# [Task description]
Only the line containing "Target: black t-shirt" and the lines after it, through the end of the entries, should be output exactly.

# [The records]
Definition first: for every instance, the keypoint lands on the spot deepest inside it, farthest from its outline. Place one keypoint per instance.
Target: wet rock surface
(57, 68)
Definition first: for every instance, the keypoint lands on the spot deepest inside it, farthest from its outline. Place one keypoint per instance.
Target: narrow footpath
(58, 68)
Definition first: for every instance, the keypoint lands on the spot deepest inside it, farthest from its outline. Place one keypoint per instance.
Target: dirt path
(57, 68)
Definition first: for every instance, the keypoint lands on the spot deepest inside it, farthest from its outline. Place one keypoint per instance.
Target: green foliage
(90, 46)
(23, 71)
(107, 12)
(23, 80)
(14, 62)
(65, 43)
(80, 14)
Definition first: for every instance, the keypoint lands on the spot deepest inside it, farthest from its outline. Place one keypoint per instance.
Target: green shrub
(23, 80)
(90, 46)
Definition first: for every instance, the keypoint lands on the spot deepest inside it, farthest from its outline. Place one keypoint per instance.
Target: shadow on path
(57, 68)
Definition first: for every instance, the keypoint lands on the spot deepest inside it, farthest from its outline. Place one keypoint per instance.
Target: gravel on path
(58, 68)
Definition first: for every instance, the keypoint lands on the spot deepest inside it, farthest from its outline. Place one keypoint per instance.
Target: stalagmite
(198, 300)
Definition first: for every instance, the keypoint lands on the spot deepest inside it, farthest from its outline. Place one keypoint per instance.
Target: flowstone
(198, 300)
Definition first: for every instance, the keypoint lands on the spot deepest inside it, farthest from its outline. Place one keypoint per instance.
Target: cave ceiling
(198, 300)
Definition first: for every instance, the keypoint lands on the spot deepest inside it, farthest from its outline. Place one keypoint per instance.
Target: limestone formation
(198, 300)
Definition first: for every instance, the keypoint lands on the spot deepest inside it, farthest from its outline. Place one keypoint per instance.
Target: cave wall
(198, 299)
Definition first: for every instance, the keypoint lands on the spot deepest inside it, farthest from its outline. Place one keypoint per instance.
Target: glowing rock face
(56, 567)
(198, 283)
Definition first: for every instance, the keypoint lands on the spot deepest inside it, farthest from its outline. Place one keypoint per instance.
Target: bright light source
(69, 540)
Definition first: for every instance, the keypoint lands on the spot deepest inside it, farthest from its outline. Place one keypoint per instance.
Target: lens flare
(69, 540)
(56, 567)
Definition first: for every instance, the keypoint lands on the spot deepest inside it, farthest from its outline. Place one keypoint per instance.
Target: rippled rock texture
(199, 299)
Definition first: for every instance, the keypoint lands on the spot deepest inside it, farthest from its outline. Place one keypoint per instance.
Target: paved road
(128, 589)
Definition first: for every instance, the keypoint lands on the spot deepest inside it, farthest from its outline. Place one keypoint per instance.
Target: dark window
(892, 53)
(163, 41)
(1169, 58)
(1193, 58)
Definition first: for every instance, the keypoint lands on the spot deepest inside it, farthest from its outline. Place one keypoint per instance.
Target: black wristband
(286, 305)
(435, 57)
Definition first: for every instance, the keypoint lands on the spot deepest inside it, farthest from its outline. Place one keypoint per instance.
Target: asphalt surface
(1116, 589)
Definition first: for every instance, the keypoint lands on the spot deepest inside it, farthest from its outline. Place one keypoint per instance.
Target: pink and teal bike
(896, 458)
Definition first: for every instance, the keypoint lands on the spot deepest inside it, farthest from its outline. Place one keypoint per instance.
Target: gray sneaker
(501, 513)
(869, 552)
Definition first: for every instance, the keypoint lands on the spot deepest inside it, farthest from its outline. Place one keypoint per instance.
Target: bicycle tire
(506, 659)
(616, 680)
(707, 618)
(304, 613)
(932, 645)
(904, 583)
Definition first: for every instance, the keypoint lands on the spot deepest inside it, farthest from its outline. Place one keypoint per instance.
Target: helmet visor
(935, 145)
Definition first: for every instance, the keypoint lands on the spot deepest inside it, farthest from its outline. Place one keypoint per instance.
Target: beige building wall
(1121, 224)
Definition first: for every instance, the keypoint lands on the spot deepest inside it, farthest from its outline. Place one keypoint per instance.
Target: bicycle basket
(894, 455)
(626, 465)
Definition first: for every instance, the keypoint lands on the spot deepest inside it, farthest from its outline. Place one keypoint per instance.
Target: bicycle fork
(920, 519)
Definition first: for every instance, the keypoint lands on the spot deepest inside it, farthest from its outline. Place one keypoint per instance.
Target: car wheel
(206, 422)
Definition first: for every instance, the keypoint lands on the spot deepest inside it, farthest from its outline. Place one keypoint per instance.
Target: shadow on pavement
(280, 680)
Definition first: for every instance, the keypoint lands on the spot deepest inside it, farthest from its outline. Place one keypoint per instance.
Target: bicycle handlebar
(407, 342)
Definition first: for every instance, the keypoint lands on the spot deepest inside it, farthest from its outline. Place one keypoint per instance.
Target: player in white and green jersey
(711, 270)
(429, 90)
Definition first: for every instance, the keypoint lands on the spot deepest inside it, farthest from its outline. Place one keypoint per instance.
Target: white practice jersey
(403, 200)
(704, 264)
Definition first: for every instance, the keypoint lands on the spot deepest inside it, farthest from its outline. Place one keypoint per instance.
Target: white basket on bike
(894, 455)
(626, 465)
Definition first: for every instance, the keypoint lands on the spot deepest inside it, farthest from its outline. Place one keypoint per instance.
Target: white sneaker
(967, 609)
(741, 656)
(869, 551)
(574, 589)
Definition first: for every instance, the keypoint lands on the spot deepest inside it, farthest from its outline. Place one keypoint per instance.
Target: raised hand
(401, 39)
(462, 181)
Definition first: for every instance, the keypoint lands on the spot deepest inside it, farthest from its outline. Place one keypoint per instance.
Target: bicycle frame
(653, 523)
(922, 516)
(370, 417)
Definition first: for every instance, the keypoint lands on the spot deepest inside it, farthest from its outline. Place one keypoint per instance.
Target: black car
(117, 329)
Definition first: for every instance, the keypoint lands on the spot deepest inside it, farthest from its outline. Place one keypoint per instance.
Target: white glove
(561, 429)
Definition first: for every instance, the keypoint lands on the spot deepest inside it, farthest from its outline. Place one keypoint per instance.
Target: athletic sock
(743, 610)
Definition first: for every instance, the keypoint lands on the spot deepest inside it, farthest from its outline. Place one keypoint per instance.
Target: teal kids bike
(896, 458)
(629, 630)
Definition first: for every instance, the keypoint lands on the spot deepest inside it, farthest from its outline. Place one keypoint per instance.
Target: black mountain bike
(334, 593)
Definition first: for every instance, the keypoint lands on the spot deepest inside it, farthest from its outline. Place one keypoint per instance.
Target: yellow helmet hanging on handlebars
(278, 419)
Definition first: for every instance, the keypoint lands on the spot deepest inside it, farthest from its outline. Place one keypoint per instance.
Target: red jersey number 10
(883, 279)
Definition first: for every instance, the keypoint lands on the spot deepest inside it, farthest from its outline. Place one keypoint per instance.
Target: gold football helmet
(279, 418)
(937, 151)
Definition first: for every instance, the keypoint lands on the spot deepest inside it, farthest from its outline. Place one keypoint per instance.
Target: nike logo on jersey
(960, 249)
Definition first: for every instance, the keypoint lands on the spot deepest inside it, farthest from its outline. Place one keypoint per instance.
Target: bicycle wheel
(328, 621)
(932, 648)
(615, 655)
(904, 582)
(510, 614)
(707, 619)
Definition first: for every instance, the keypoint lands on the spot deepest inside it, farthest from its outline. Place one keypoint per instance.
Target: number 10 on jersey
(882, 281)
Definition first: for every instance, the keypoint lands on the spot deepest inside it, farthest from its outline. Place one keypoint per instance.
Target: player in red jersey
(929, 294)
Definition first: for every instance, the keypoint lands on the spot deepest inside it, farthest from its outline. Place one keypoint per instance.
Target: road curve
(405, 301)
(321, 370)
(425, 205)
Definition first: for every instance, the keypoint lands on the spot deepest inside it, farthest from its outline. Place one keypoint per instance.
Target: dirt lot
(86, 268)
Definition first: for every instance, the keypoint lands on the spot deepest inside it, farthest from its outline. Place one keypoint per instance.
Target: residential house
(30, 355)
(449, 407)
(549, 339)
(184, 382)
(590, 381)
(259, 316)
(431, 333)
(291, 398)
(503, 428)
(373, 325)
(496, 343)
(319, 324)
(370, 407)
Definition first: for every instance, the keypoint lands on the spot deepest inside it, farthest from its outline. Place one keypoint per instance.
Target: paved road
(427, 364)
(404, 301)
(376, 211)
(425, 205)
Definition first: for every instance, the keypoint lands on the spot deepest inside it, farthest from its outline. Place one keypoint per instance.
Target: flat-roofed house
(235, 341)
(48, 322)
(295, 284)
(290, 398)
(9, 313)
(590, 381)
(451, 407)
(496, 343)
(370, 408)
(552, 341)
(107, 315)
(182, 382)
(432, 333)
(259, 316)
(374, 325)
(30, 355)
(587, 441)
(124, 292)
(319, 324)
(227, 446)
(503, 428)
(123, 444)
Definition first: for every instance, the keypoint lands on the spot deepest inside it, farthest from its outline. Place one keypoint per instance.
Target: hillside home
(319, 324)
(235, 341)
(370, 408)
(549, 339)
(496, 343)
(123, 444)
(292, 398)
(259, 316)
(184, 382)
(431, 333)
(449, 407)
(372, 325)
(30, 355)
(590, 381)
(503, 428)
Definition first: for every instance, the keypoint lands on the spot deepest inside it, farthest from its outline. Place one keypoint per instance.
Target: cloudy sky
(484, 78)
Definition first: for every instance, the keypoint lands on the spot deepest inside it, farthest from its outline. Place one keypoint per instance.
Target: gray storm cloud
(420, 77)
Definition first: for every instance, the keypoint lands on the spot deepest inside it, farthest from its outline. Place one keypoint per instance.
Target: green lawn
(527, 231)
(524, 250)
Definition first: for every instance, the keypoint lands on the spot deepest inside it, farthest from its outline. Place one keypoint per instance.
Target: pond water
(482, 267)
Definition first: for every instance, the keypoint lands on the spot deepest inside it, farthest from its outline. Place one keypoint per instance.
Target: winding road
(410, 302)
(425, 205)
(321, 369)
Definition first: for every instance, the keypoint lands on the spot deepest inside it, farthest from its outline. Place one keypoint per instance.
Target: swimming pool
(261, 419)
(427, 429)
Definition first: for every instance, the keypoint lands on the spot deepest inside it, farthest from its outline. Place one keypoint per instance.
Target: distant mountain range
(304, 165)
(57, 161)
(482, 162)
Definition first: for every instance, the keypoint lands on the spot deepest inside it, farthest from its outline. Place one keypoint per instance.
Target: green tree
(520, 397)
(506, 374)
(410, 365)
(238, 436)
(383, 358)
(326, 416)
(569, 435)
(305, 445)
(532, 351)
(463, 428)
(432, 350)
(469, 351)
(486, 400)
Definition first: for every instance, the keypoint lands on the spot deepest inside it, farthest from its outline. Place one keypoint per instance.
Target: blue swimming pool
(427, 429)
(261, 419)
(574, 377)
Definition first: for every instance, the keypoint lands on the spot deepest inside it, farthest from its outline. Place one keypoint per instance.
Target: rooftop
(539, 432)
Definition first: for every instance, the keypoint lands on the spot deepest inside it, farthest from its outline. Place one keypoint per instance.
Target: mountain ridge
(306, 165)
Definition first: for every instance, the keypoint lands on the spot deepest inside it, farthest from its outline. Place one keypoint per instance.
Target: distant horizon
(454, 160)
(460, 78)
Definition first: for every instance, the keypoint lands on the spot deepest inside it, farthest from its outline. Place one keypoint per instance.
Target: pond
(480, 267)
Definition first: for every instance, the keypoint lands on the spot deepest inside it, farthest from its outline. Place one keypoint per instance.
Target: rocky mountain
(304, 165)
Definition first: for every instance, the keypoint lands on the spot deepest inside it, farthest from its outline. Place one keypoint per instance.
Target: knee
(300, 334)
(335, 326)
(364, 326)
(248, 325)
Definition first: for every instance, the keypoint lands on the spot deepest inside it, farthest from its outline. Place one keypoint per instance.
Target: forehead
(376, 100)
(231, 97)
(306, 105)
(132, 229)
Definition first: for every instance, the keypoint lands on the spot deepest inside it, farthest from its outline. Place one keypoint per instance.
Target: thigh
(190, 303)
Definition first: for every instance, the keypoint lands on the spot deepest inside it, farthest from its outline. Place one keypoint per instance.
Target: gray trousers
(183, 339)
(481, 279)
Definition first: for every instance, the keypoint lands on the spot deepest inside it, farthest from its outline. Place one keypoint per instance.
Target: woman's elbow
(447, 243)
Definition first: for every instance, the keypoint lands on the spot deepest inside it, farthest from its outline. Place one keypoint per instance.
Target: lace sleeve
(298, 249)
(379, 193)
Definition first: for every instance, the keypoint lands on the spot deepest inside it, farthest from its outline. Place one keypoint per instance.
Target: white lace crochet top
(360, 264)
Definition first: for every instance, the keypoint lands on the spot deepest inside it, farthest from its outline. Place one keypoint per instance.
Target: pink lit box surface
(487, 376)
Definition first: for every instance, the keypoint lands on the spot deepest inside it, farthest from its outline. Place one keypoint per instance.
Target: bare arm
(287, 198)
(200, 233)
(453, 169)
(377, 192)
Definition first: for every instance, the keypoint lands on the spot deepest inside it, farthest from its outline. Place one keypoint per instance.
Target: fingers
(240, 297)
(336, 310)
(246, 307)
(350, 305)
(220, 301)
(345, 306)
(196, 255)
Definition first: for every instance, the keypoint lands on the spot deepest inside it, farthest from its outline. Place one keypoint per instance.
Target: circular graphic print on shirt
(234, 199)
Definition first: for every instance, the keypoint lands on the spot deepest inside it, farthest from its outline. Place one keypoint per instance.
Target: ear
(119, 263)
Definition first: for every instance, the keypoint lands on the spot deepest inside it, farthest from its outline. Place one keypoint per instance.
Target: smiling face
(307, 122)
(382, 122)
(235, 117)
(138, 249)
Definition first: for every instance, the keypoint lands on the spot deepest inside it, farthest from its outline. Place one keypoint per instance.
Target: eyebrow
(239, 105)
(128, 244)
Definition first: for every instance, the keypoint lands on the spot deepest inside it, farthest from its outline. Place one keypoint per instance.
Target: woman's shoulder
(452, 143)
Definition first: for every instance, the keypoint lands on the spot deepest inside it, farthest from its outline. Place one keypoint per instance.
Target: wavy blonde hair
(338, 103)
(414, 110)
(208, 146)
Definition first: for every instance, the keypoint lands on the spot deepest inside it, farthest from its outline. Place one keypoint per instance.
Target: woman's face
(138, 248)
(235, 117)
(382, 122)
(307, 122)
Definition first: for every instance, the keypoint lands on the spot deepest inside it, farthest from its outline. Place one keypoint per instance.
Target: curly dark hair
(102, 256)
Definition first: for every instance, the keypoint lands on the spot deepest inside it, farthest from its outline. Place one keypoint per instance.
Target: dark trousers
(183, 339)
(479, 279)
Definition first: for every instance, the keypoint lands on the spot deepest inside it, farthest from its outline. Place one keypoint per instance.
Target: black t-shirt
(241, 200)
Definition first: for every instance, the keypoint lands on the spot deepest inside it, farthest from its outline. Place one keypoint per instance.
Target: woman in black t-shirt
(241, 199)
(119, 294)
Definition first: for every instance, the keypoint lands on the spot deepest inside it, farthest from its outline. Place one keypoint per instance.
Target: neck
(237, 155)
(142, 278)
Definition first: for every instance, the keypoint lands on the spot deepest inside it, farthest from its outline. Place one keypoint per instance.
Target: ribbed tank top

# [Written response]
Target: black t-shirt
(241, 200)
Definition first: for every instance, the keypoint lands on the spot deepest inside it, farthest from its outline. Place one keypoint per instance.
Target: woman in black t-shirt
(241, 199)
(119, 294)
Definition first: for every instance, the keypoint lands on the spot deepest inside it, farthest from its outline. Place one keypoint per instance.
Target: neck
(237, 155)
(142, 278)
Definition first: for every instance, the keypoint lands on the spot deepest inside it, farthest from its outline. Place one keypoint per instance.
Target: ribbed tank top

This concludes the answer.